===== Page excerpt =====

Retirement Planning Challenges
Written on July 02, 2012

Retirement Planning Challenges

On our new client questionnaire, we ask all prospective clients this question: “Do you expect to outlive your money or your money to outlive you?” I don’t ever recall having someone answer that they expect to outlive their money. That is the key question, isn’t it? We all want to have to have enough to sustain us through our lifetimes. It’s for that reason that many of our Financial Plans and Client Reviews have included Retirement Feasibility Studies. There are a number of challenges facing current and future retirees. Below, we highlight some of the most pressing.

Underestimating Life Expectancy – Medical advancements have stretched life expectancies. Retirement nest eggs have to work harder and longer compared to previous generations. When running the aforementioned Feasibility Studies, illustrations are projected over a 30+ year joint-life expectancy (usually to age 95). The statistics seem to back-up that assumption. According to IRS life-expectancy tables, a couple retiring at the age of 65 have a joint-life expectancy of 26.2 years. In fact, according to the Society of Actuaries, there’s a 63% chance that one member of the couple will live to be 90 or older.

Underestimating Health Care Costs – According to Fidelity, a typical 65 year-old couple will need $230,000 to cover medical expenses in retirement (not including any long-term care costs). When determining a realistic income goal during retirement, these expenses should be factored in. Additionally, Medigap supplemental policies as well as long-term care insurance should be strongly considered.

===== The data =====

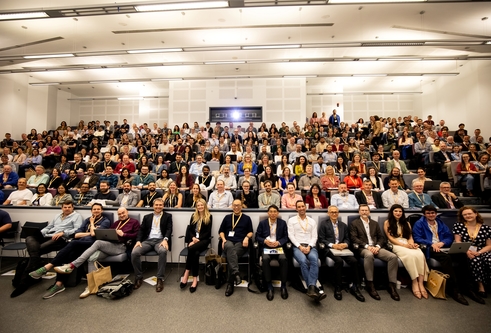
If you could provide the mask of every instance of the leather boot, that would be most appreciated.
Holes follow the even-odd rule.
[[[400,301],[401,300],[401,298],[399,297],[399,294],[397,293],[397,288],[396,288],[396,284],[395,283],[390,282],[389,283],[389,287],[387,288],[387,291],[389,292],[390,297],[394,301]]]
[[[377,289],[375,289],[373,281],[367,281],[366,283],[368,295],[370,295],[371,298],[380,301],[380,295],[378,294]]]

=====

● **Problem**
Summarize the retirement planning text in two sentences. Use only the retirement planning text, not the lines.

● **Answer for this exercise**
Medical advances have lengthened life expectancies and retirement savings must work harder and longer, so the authors project Retirement Feasibility Studies over a 30+ year joint-life expectancy, usually to age 95, an assumption supported by IRS tables and Society of Actuaries figures. Health care costs are also underestimated: Fidelity estimates a typical 65-year-old couple will need $230,000 for medical expenses in retirement, excluding long-term care, so these costs should be factored into income goals and Medigap and long-term care insurance should be strongly considered.